Count the lines in the items below that contain the string "trace", treating uppercase and lowercase as different. Reply with the number only.

-- start --

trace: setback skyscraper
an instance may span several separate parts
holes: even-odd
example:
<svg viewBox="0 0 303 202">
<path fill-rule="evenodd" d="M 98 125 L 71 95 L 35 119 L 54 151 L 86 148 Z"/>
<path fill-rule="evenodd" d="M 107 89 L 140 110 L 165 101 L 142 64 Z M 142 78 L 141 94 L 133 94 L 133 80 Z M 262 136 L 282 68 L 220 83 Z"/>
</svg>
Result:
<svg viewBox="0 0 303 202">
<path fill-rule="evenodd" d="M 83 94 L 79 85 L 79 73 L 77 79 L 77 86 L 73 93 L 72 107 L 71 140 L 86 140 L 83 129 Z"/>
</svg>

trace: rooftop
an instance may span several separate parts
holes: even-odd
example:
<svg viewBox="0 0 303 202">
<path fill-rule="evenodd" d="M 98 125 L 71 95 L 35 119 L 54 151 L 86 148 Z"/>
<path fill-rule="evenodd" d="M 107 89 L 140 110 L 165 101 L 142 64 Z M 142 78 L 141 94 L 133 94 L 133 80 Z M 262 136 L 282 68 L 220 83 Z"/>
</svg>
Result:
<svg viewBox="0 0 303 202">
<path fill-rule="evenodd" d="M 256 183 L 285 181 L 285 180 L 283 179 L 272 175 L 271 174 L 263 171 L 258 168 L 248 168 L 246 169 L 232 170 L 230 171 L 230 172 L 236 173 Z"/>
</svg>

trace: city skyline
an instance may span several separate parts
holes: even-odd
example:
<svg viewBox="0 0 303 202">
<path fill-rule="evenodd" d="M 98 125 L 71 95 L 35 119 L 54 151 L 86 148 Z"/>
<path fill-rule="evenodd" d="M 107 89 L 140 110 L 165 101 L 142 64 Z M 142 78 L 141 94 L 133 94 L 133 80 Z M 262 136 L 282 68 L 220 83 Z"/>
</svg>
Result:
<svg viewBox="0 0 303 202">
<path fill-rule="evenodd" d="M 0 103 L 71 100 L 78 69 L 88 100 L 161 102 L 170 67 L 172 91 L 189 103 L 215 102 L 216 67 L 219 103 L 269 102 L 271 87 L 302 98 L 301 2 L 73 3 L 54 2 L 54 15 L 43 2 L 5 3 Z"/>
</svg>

-- end --
-- start --

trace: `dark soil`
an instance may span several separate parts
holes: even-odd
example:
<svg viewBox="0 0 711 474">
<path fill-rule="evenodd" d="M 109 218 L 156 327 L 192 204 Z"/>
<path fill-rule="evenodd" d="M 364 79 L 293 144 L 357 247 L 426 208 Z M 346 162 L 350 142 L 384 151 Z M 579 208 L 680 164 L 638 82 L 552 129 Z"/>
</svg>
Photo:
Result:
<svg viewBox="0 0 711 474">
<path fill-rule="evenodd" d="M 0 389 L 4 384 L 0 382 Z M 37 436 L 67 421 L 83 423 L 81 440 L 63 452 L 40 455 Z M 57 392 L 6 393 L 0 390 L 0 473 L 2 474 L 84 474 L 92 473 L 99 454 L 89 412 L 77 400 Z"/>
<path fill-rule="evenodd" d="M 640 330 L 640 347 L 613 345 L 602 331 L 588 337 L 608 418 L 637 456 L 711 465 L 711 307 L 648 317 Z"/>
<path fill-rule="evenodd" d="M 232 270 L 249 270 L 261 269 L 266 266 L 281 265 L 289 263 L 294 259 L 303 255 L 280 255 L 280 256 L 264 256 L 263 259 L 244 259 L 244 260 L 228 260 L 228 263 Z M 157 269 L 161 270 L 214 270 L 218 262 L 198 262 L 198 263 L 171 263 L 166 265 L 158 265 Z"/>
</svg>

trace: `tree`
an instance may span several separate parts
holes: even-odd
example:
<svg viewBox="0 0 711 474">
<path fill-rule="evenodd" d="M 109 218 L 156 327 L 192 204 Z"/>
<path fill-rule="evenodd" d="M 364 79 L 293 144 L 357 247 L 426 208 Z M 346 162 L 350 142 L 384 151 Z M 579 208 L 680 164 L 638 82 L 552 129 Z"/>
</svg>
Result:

-- end --

**SOLUTION TO THIS TASK**
5